## Begin Passage given

Reseller shall be solely responsible for compliance with any regulations
governing the export of the Services (or any portion thereof).
Reseller shall not resell the Services under Isol Hosting's brand
name accordingly nothing in this Agreement constitutes a license
to Reseller to use or resell the Marks (as defined below).
6. Isol Hosting as Reseller or Licensor
Isol Hosting is acting only as a reseller or licensor of the hardware,
software and equipment used in connection with the products and/or
Services that were or are manufactured or provided by a third
party ("Non-Isol Hosting Product"). Isol Hosting shall
not be responsible for any changes in the Services that cause
the Non-Isol Hosting Product to become obsolete, require modification
or alteration, or otherwise affect the performance of the Services.

## End Passage given
## Begin Source records

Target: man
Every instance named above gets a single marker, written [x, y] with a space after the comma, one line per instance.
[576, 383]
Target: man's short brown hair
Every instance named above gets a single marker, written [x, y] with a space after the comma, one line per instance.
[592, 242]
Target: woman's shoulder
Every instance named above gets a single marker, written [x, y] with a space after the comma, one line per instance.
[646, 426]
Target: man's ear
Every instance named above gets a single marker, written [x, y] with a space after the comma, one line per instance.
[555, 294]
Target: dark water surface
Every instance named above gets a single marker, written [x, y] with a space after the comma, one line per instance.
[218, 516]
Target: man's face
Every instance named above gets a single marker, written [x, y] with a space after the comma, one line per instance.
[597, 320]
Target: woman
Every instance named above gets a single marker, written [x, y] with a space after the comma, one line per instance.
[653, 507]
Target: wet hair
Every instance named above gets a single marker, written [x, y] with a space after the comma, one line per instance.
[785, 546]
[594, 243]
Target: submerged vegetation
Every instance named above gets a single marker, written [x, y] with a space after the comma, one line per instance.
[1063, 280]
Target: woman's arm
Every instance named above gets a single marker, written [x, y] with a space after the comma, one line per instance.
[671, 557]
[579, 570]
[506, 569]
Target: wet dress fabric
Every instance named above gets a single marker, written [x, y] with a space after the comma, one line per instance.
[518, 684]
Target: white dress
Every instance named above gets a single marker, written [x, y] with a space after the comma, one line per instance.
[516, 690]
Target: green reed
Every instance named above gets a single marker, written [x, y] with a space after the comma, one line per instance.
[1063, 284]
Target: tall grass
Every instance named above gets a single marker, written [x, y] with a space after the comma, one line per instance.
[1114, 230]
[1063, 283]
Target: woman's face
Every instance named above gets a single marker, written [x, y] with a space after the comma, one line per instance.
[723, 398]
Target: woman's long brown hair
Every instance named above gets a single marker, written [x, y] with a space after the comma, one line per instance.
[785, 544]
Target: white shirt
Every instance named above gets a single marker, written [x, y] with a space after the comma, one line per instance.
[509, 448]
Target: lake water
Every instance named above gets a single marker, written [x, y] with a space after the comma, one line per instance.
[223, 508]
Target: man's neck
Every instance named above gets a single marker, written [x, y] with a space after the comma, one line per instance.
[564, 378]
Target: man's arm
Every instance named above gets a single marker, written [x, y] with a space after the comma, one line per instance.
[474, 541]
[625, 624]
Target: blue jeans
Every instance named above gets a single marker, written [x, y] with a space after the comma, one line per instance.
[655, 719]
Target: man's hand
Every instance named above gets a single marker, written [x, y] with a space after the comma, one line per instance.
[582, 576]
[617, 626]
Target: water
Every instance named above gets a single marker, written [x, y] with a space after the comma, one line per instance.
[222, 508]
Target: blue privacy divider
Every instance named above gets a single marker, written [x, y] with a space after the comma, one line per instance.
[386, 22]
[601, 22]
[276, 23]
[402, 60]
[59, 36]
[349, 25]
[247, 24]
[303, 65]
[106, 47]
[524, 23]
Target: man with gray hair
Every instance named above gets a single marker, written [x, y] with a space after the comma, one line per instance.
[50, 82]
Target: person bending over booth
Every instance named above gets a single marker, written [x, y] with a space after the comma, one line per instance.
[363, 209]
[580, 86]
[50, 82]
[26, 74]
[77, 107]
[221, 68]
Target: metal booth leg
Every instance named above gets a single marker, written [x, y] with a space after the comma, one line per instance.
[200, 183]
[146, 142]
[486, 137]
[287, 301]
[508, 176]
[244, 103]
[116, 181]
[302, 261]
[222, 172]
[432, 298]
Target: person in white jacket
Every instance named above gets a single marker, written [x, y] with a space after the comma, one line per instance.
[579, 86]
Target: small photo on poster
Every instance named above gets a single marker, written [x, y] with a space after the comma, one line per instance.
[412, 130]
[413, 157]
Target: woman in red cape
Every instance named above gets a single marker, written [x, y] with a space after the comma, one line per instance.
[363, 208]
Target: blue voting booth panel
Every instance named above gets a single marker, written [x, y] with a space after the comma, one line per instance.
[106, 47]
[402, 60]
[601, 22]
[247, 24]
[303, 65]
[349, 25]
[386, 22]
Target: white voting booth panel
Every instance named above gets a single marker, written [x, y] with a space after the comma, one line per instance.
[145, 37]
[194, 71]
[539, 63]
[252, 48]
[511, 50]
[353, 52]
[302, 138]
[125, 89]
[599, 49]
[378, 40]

## End Source records

Problems:
1. In the agreement excerpt, what term is used for a product manufactured or provided by a third party?
2. Pull out every line of the rows that contains the word "brown". Case counts.
The agreement excerpt and the rows have no connection to each other.

Solutions:
1. "Non-Isol Hosting Product"

2.
Target: man's short brown hair
Target: woman's long brown hair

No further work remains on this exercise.